'''

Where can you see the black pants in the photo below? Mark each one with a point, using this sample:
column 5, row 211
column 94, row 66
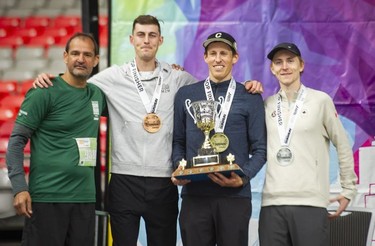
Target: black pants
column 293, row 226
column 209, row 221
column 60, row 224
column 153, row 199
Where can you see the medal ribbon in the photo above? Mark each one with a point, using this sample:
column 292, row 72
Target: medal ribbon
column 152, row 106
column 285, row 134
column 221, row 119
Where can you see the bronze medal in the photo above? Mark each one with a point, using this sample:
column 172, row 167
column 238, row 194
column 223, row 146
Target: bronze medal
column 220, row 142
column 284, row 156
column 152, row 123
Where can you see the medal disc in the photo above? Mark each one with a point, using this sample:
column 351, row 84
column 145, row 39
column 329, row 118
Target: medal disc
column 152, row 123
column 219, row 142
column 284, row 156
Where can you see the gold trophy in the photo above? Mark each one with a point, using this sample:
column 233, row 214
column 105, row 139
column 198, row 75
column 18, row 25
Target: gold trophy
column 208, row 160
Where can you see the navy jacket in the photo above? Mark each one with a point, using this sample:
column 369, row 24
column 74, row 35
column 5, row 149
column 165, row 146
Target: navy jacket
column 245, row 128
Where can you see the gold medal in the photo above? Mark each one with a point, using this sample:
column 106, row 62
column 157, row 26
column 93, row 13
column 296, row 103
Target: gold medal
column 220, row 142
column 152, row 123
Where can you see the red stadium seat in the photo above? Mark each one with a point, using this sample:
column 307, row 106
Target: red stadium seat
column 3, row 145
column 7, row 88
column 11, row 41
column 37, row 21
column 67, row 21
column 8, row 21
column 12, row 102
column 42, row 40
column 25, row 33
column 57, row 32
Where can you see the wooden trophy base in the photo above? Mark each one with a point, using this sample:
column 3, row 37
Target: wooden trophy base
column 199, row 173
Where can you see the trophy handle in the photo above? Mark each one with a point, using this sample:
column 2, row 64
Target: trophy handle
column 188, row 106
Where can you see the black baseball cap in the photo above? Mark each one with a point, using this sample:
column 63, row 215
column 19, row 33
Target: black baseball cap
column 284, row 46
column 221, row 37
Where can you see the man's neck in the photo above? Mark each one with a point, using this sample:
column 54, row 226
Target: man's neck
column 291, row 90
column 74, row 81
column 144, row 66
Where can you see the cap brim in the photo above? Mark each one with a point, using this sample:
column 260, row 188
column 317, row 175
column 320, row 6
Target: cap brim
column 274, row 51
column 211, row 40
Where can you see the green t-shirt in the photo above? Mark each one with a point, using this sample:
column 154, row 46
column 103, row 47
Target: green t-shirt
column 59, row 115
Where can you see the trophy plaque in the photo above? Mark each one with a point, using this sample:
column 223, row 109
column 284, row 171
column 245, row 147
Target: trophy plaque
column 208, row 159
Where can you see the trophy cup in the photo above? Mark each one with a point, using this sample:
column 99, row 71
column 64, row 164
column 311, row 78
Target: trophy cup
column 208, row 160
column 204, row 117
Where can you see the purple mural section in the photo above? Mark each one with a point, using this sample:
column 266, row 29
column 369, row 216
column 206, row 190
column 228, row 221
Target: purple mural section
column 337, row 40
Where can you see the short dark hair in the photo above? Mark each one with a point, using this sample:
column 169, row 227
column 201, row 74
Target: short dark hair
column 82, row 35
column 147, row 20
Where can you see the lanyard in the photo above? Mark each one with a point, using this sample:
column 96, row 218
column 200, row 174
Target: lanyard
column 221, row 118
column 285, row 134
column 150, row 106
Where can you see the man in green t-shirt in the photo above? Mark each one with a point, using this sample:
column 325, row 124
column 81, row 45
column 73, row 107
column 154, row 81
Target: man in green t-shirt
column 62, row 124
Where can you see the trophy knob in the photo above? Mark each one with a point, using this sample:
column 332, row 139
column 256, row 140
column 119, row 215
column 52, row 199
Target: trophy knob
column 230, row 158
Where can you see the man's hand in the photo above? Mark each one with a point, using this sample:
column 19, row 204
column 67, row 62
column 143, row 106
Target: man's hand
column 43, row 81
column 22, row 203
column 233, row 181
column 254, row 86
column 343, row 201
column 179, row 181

'''

EXERCISE PROMPT:
All lines in the listing above between the line with "Target: medal disc" and the line with "column 157, row 26", inclusive, should be set down exactly, and no line outside that range.

SOLUTION TO THIS PROBLEM:
Target: medal disc
column 152, row 123
column 219, row 142
column 284, row 156
Where can you see the gold trophy in the photo above? Mark each one with a point, using this sample:
column 233, row 214
column 105, row 139
column 198, row 75
column 18, row 25
Target: gold trophy
column 208, row 160
Where can you see the navy jacket in the photo above? Mark each one with a point, using this sample:
column 369, row 24
column 74, row 35
column 5, row 149
column 165, row 146
Target: navy jacket
column 245, row 128
Where can you see the gold medal in the photo above? Mark each one with a point, using this sample:
column 106, row 62
column 157, row 26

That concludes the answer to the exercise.